◆ What is expected ◆
Lay out every row below as a JSON list of strings, one string per line, with blank lines dropped and the pictures left out.

Bounding box annotation entries:
%%

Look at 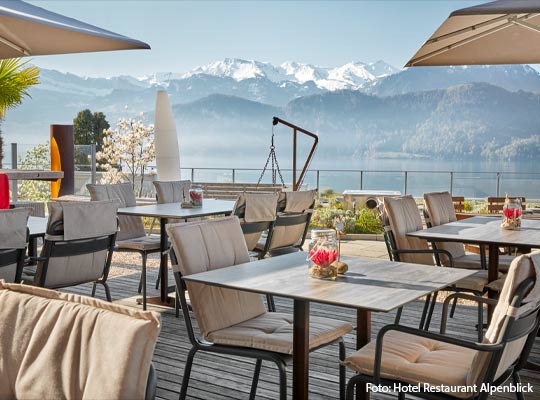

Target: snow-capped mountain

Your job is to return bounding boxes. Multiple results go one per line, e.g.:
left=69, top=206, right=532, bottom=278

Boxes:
left=175, top=58, right=398, bottom=90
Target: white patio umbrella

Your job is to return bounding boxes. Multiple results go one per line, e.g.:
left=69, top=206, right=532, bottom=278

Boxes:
left=406, top=0, right=540, bottom=67
left=0, top=0, right=150, bottom=59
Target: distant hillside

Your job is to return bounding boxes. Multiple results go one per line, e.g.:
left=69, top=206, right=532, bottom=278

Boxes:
left=363, top=65, right=540, bottom=96
left=2, top=59, right=540, bottom=164
left=170, top=84, right=540, bottom=159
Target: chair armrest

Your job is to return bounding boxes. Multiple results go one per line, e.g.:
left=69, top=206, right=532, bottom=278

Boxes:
left=392, top=249, right=454, bottom=268
left=373, top=325, right=503, bottom=385
left=440, top=292, right=498, bottom=335
left=144, top=364, right=157, bottom=400
left=25, top=257, right=47, bottom=263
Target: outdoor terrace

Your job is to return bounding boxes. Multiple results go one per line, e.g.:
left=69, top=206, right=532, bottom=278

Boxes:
left=67, top=240, right=540, bottom=400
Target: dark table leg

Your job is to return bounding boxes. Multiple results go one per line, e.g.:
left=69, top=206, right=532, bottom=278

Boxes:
left=356, top=309, right=371, bottom=400
left=28, top=236, right=38, bottom=265
left=159, top=218, right=169, bottom=303
left=292, top=299, right=309, bottom=400
left=488, top=244, right=499, bottom=324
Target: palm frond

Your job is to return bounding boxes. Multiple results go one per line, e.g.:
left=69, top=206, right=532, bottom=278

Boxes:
left=0, top=58, right=39, bottom=118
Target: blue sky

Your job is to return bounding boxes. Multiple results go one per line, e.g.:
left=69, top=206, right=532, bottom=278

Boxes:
left=26, top=0, right=482, bottom=76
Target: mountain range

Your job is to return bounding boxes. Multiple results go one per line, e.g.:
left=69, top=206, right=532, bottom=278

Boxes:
left=2, top=59, right=540, bottom=159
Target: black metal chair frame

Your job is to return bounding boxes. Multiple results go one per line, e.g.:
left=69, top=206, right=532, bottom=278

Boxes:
left=347, top=279, right=540, bottom=400
left=30, top=221, right=116, bottom=301
left=0, top=228, right=28, bottom=283
left=144, top=364, right=157, bottom=400
left=171, top=256, right=346, bottom=400
left=382, top=223, right=485, bottom=341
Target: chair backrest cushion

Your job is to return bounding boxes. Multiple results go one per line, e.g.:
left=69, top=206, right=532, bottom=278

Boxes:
left=167, top=216, right=265, bottom=337
left=269, top=211, right=310, bottom=250
left=86, top=183, right=146, bottom=241
left=234, top=193, right=279, bottom=222
left=384, top=195, right=434, bottom=265
left=0, top=281, right=160, bottom=399
left=284, top=190, right=316, bottom=213
left=154, top=180, right=191, bottom=204
left=0, top=208, right=30, bottom=282
left=424, top=192, right=465, bottom=263
left=467, top=251, right=540, bottom=384
left=34, top=200, right=118, bottom=288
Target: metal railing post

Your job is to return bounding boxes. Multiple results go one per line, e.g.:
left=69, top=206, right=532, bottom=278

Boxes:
left=403, top=171, right=408, bottom=194
left=90, top=143, right=97, bottom=185
left=11, top=143, right=19, bottom=201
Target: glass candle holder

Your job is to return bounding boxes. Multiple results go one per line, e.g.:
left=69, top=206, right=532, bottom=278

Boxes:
left=501, top=196, right=523, bottom=231
left=307, top=229, right=338, bottom=280
left=189, top=186, right=204, bottom=207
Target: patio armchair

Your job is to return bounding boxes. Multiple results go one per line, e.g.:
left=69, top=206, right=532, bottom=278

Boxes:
left=22, top=201, right=118, bottom=301
left=86, top=183, right=160, bottom=310
left=424, top=192, right=514, bottom=272
left=233, top=193, right=279, bottom=259
left=381, top=195, right=502, bottom=337
left=0, top=208, right=30, bottom=283
left=0, top=281, right=160, bottom=400
left=256, top=190, right=316, bottom=258
left=344, top=252, right=540, bottom=400
left=152, top=180, right=191, bottom=293
left=233, top=193, right=279, bottom=311
left=167, top=216, right=352, bottom=400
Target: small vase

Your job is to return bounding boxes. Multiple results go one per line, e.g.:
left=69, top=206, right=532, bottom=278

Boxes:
left=501, top=195, right=523, bottom=231
left=189, top=186, right=204, bottom=207
left=307, top=229, right=338, bottom=281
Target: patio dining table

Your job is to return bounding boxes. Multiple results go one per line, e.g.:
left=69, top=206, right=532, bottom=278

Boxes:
left=183, top=252, right=474, bottom=400
left=407, top=216, right=540, bottom=315
left=118, top=199, right=235, bottom=306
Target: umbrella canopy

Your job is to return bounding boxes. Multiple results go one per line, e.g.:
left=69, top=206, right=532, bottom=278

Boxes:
left=0, top=0, right=150, bottom=59
left=406, top=0, right=540, bottom=67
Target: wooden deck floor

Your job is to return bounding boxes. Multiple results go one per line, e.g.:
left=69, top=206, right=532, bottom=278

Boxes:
left=64, top=255, right=540, bottom=400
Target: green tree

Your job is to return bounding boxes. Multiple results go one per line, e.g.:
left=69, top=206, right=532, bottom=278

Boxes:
left=0, top=58, right=39, bottom=165
left=18, top=142, right=51, bottom=201
left=73, top=109, right=111, bottom=151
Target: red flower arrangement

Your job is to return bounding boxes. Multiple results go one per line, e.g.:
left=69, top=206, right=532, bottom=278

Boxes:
left=309, top=247, right=337, bottom=268
left=503, top=207, right=521, bottom=219
left=189, top=192, right=203, bottom=201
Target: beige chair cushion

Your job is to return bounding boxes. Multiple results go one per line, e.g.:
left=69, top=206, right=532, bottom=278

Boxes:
left=86, top=183, right=146, bottom=240
left=284, top=190, right=316, bottom=213
left=343, top=331, right=477, bottom=398
left=46, top=200, right=118, bottom=240
left=0, top=282, right=160, bottom=399
left=244, top=193, right=279, bottom=222
left=207, top=312, right=353, bottom=354
left=116, top=236, right=161, bottom=251
left=467, top=251, right=540, bottom=384
left=167, top=216, right=266, bottom=337
left=424, top=192, right=466, bottom=269
left=0, top=208, right=31, bottom=282
left=153, top=180, right=191, bottom=204
left=384, top=195, right=435, bottom=265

%%

◆ Expected answer ◆
[
  "Look at ",
  "Target: snow-capped mountain",
  "Your job is to return bounding boxes. Multiple results go one per line, e.g.:",
  "left=69, top=206, right=532, bottom=278",
  "Boxes:",
  "left=175, top=58, right=398, bottom=90",
  "Target: white patio umbrella",
  "Your job is to return bounding boxes. Multiple results go one per line, e.g.:",
  "left=69, top=206, right=532, bottom=278",
  "Boxes:",
  "left=406, top=0, right=540, bottom=67",
  "left=0, top=0, right=150, bottom=59",
  "Target: distant hillside",
  "Your job is to return bounding boxes. Multiple results go one per line, e.g.:",
  "left=69, top=206, right=532, bottom=278",
  "Boxes:",
  "left=363, top=65, right=540, bottom=96",
  "left=2, top=59, right=540, bottom=164",
  "left=170, top=84, right=540, bottom=159",
  "Target: chair armrest",
  "Your job is to return bounding boxes. Multiple results go one per line, e.g.:",
  "left=69, top=206, right=532, bottom=278",
  "Boxes:",
  "left=392, top=249, right=454, bottom=268",
  "left=373, top=325, right=503, bottom=385",
  "left=440, top=292, right=498, bottom=335",
  "left=144, top=364, right=157, bottom=400",
  "left=25, top=257, right=47, bottom=263",
  "Target: outdoor terrace",
  "Your job is to return bounding boxes. Multiple results go one per line, e.g.:",
  "left=69, top=206, right=532, bottom=278",
  "Boxes:",
  "left=67, top=240, right=540, bottom=400",
  "Target: dark table leg",
  "Your job is to return bounding boxes. Multiple results go one per line, e.g.:",
  "left=69, top=206, right=532, bottom=278",
  "Boxes:",
  "left=356, top=309, right=371, bottom=400",
  "left=28, top=236, right=38, bottom=265",
  "left=159, top=218, right=169, bottom=303",
  "left=292, top=299, right=309, bottom=400",
  "left=488, top=244, right=499, bottom=324",
  "Target: palm frond",
  "Your job is to return bounding boxes. Multiple results go one per line, e.g.:",
  "left=69, top=206, right=532, bottom=278",
  "Boxes:",
  "left=0, top=58, right=39, bottom=118",
  "Target: blue sky",
  "Your job is to return bounding boxes. Multiple results go one per line, e.g.:",
  "left=69, top=206, right=532, bottom=278",
  "Boxes:",
  "left=26, top=0, right=482, bottom=76",
  "Target: mountain range",
  "Your job is to return bounding boxes. Multiple results go one per line, e.g.:",
  "left=69, top=206, right=532, bottom=278",
  "Boxes:",
  "left=2, top=59, right=540, bottom=159",
  "Target: black metal chair frame",
  "Your job is to return bounding boxes. Multiple results go one per line, e.g.:",
  "left=69, top=206, right=532, bottom=278",
  "Boxes:",
  "left=347, top=279, right=540, bottom=400",
  "left=30, top=221, right=116, bottom=301",
  "left=0, top=228, right=28, bottom=283",
  "left=144, top=364, right=157, bottom=400",
  "left=171, top=256, right=346, bottom=400",
  "left=382, top=223, right=485, bottom=341",
  "Target: chair backrest cushion",
  "Your job is to return bounding boxes. Multiple results go one per line, e.g.:",
  "left=69, top=206, right=532, bottom=278",
  "Boxes:",
  "left=167, top=216, right=265, bottom=337",
  "left=269, top=211, right=310, bottom=250",
  "left=86, top=183, right=146, bottom=241",
  "left=234, top=193, right=279, bottom=222",
  "left=384, top=195, right=434, bottom=265",
  "left=0, top=281, right=160, bottom=399",
  "left=284, top=190, right=316, bottom=213",
  "left=154, top=180, right=191, bottom=204",
  "left=0, top=208, right=30, bottom=282",
  "left=424, top=192, right=465, bottom=263",
  "left=467, top=251, right=540, bottom=384",
  "left=34, top=200, right=118, bottom=288",
  "Target: metal railing post",
  "Your job is to return bounding boxes. Multiple results go one per line, e.g.:",
  "left=69, top=206, right=532, bottom=278",
  "Boxes:",
  "left=403, top=171, right=408, bottom=194",
  "left=90, top=143, right=97, bottom=185",
  "left=11, top=143, right=19, bottom=201",
  "Target: glass candle holder",
  "Your job is to return bounding boxes. Multiple results go one per line, e.g.:",
  "left=69, top=206, right=532, bottom=278",
  "Boxes:",
  "left=501, top=196, right=523, bottom=231",
  "left=307, top=229, right=338, bottom=280",
  "left=189, top=186, right=204, bottom=207",
  "Target: patio armchair",
  "Your job is to return bounding boxes. Multiple results go one per line, e.g.:",
  "left=69, top=206, right=532, bottom=278",
  "Boxes:",
  "left=22, top=201, right=118, bottom=301",
  "left=86, top=183, right=160, bottom=310",
  "left=424, top=192, right=514, bottom=272",
  "left=233, top=193, right=279, bottom=259",
  "left=381, top=195, right=502, bottom=337",
  "left=0, top=208, right=30, bottom=283",
  "left=0, top=281, right=160, bottom=400",
  "left=256, top=190, right=316, bottom=258",
  "left=344, top=252, right=540, bottom=400",
  "left=152, top=180, right=191, bottom=293",
  "left=233, top=193, right=279, bottom=311",
  "left=167, top=216, right=352, bottom=400",
  "Target: small vase",
  "Your job is to return bounding boxes. Multiple results go one per line, e.g.:",
  "left=69, top=206, right=532, bottom=278",
  "Boxes:",
  "left=501, top=195, right=523, bottom=231",
  "left=189, top=186, right=204, bottom=207",
  "left=307, top=229, right=338, bottom=281",
  "Target: patio dining table",
  "Your job is to return bounding boxes. Multiple results go one per line, e.g.:",
  "left=69, top=206, right=532, bottom=278",
  "Boxes:",
  "left=183, top=252, right=474, bottom=400",
  "left=407, top=216, right=540, bottom=315",
  "left=118, top=199, right=235, bottom=306",
  "Target: umbrella canopy",
  "Your job is to return bounding boxes. Multiple results go one per line, e.g.:",
  "left=69, top=206, right=532, bottom=278",
  "Boxes:",
  "left=0, top=0, right=150, bottom=59",
  "left=406, top=0, right=540, bottom=67",
  "Target: wooden deck floor",
  "Your job is to return bounding boxes. Multiple results go one per line, e.g.:",
  "left=69, top=206, right=532, bottom=278",
  "Boxes:",
  "left=64, top=255, right=540, bottom=400",
  "Target: green tree",
  "Your job is to return bounding boxes. Multiple results go one per line, e.g.:",
  "left=69, top=206, right=532, bottom=278",
  "Boxes:",
  "left=0, top=58, right=39, bottom=165",
  "left=18, top=142, right=51, bottom=201",
  "left=73, top=109, right=111, bottom=151",
  "Target: red flower arrangement",
  "Your job is to return bounding boxes. Multiple results go one per line, e.g.:",
  "left=69, top=206, right=532, bottom=278",
  "Boxes:",
  "left=309, top=247, right=337, bottom=268",
  "left=503, top=207, right=521, bottom=219",
  "left=189, top=192, right=203, bottom=201",
  "Target: beige chair cushion",
  "Your job is to return bounding boxes. Multiple results go one per line, e.g.:",
  "left=69, top=206, right=532, bottom=278",
  "Boxes:",
  "left=86, top=183, right=146, bottom=240",
  "left=284, top=190, right=316, bottom=213",
  "left=343, top=331, right=477, bottom=398",
  "left=46, top=200, right=118, bottom=240",
  "left=0, top=282, right=160, bottom=399",
  "left=244, top=193, right=279, bottom=222",
  "left=207, top=312, right=353, bottom=354",
  "left=116, top=236, right=161, bottom=251",
  "left=467, top=251, right=540, bottom=384",
  "left=167, top=216, right=266, bottom=337",
  "left=424, top=192, right=466, bottom=269",
  "left=0, top=208, right=31, bottom=282",
  "left=153, top=180, right=191, bottom=204",
  "left=384, top=195, right=435, bottom=265"
]